Adam Heuskes kicks the ball during Port Adelaide's clash with Richmond in Round 21, 1997. Image: AFL Photos.

THEY did not come to play ....

In sport, such a stinging claim - of a team physically being present but mentally out of tune with the demand of a contest - will torment a coach after a week of intense preparation. It will frustrate the fans. And confuses the critics.

In 1997, Richmond did not come to play Port Adelaide in the highly anticipated trial game at Alberton Oval in early February - the first display of the inaugural Port Adelaide AFL squad against a national league rival.

The Tigers simply did not come to play.

For seven hours, premiership coach Robert Walls and his Richmond squad either sat on the tarmac or at the departure gate at Tullamarine airport in Melbourne while engineers struggled with two different electrical faults to their Ansett Airlines jet.

At Alberton Oval, the enterprising man who seized opportunity to commemorate a "first of firsts" for Port Adelaide did not realise just how his souvenir T-shirts would become a true collectors' item.

Richmond did not come to play ... They just did not arrive.

Port Adelaide's first outing as an AFL squad was not without its challenges. Image: AFL Photos.

The call came to Port Adelaide chief executive Brian Cunningham from AFL House just before 10am ... and it left Cunningham wondering what more could go wrong on the long path the Port Adelaide Football Club had endured in moving from suburbia with the SANFL to the national stage.

"After all we had been through (from the thwarted 1990 bid for a VFL licence) to the weak concessions we were handed with our AFL licence, we are at the moment where we finally get to present ourselves as an AFL team on the field," recalls Cunningham.

"We have been belted left, right and centre in getting to the AFL. We are getting the weakest concessions handed to an AFL club as we are putting together our playing squad and those concessions are still being weakened even before we get into the league.

Dataset:
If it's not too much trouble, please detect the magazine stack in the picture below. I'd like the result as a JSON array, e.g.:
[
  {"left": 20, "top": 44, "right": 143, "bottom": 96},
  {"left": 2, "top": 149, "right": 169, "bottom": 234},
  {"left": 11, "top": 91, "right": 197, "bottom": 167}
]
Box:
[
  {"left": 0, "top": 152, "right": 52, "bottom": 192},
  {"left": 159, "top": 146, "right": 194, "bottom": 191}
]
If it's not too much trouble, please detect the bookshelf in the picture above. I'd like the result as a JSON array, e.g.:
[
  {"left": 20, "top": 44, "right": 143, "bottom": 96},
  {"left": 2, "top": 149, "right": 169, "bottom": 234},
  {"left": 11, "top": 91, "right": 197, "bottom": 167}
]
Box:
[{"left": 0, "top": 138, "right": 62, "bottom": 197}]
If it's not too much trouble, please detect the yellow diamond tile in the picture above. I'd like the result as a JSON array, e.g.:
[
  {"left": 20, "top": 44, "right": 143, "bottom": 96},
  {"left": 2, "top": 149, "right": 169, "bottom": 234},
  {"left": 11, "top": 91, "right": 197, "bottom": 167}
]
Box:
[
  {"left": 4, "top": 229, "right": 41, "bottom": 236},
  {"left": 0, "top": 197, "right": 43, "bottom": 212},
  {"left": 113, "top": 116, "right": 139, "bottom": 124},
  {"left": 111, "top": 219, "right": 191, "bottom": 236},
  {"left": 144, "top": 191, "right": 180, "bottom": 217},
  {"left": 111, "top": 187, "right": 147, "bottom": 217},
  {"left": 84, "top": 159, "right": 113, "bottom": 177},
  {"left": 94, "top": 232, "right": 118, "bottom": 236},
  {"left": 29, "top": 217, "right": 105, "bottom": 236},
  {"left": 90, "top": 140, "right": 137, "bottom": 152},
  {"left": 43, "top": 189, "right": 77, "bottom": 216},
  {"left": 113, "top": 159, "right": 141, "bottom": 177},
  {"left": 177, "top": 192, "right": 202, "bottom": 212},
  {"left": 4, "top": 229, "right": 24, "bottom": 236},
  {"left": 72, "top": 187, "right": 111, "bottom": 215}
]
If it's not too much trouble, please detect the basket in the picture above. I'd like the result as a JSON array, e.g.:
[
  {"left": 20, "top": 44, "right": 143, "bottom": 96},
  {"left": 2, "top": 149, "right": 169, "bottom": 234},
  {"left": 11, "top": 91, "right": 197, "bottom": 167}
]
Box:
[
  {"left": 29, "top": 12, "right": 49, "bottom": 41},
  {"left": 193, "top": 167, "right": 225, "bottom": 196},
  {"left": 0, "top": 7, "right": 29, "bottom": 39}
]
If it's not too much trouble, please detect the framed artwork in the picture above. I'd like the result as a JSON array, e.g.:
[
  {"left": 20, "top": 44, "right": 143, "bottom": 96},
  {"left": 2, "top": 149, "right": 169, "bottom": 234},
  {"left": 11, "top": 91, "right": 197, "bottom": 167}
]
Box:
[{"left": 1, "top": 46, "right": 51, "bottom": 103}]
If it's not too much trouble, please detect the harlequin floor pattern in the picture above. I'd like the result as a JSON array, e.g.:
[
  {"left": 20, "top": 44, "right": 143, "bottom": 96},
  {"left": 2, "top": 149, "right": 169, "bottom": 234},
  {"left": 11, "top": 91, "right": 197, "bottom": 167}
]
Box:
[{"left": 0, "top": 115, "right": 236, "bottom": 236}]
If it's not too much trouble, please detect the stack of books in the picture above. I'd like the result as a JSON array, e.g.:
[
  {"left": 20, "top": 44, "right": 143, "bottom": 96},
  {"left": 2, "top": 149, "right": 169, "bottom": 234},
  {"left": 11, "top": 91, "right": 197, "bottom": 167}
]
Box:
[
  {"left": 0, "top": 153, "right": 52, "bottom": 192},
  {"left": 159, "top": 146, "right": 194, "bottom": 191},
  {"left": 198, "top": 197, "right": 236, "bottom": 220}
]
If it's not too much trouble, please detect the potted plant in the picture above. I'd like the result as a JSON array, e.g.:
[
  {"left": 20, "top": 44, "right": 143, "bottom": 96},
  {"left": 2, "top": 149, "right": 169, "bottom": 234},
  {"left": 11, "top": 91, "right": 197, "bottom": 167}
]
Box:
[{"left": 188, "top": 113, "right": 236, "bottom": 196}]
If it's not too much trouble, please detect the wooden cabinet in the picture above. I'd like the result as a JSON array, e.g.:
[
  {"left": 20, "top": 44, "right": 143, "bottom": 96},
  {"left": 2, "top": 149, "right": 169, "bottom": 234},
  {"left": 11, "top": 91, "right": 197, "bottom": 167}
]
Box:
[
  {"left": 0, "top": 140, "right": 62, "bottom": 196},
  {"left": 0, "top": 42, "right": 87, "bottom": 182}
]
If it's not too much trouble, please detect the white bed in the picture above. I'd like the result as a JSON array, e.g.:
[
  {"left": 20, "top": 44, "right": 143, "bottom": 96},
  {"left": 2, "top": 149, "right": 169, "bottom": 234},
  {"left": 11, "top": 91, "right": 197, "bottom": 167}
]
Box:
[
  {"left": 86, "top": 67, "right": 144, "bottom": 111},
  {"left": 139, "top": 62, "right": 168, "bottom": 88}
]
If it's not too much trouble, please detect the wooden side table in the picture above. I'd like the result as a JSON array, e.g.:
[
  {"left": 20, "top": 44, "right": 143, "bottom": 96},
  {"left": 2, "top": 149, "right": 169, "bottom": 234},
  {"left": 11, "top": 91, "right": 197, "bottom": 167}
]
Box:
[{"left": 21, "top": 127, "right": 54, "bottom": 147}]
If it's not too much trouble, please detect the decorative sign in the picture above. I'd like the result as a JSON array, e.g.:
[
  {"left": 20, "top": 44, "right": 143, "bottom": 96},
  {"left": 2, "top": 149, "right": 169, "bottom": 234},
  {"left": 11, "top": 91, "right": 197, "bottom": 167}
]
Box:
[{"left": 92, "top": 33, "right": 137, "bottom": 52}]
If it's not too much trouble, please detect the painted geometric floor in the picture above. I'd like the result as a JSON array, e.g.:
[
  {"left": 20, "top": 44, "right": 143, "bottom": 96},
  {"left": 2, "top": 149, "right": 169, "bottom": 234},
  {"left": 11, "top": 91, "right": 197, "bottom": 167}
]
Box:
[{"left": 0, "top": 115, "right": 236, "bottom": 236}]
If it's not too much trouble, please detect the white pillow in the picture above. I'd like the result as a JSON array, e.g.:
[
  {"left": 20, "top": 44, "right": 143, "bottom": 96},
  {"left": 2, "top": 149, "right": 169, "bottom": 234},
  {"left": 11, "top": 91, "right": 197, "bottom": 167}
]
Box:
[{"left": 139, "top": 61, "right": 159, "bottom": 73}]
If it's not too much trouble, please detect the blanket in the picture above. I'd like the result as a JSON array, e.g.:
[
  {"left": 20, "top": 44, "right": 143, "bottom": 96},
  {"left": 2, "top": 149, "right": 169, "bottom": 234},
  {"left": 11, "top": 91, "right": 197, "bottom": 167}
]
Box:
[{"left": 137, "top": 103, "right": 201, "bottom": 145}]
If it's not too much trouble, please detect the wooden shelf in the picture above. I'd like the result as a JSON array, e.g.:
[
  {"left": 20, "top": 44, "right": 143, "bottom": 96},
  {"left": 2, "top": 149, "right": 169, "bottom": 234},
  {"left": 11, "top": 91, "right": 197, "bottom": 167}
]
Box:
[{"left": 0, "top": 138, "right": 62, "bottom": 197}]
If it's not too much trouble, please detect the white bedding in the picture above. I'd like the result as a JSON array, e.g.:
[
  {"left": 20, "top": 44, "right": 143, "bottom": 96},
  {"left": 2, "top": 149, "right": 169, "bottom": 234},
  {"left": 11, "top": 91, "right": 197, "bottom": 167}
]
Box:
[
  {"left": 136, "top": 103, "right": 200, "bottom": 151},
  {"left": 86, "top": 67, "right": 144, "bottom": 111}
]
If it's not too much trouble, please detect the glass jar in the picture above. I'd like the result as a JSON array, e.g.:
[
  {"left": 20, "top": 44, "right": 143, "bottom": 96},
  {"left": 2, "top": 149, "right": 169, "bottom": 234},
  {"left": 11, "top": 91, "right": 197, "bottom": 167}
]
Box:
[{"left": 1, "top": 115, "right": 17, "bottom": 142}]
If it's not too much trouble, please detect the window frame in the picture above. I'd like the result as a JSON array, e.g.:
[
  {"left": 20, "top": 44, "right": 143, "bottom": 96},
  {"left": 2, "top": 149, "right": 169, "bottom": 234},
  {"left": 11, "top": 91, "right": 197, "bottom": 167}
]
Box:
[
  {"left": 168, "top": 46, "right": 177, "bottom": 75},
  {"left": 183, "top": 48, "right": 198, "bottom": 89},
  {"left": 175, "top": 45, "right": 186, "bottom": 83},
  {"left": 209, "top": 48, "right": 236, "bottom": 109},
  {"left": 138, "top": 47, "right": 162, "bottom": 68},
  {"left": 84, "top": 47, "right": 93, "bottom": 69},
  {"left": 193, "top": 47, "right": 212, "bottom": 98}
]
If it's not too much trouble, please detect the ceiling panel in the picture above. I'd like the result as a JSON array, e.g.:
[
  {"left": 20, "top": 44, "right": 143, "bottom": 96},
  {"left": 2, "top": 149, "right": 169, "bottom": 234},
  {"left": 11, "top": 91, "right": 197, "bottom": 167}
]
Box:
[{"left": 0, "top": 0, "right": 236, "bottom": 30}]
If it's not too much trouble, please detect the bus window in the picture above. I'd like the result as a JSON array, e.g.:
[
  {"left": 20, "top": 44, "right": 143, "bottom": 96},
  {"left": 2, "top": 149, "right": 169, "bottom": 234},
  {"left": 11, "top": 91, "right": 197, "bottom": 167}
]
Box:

To do:
1) According to the Port Adelaide article, how long did the Richmond squad wait at Tullamarine airport?
2) Extract the passage of the Port Adelaide article that begins at the words "THEY did not" and stops after "confuses the critics.".
The listing plays no part in this work.

Task results:
1) Seven hours.

2)
THEY did not come to play ....

In sport, such a stinging claim - of a team physically being present but mentally out of tune with the demand of a contest - will torment a coach after a week of intense preparation. It will frustrate the fans. And confuses the critics.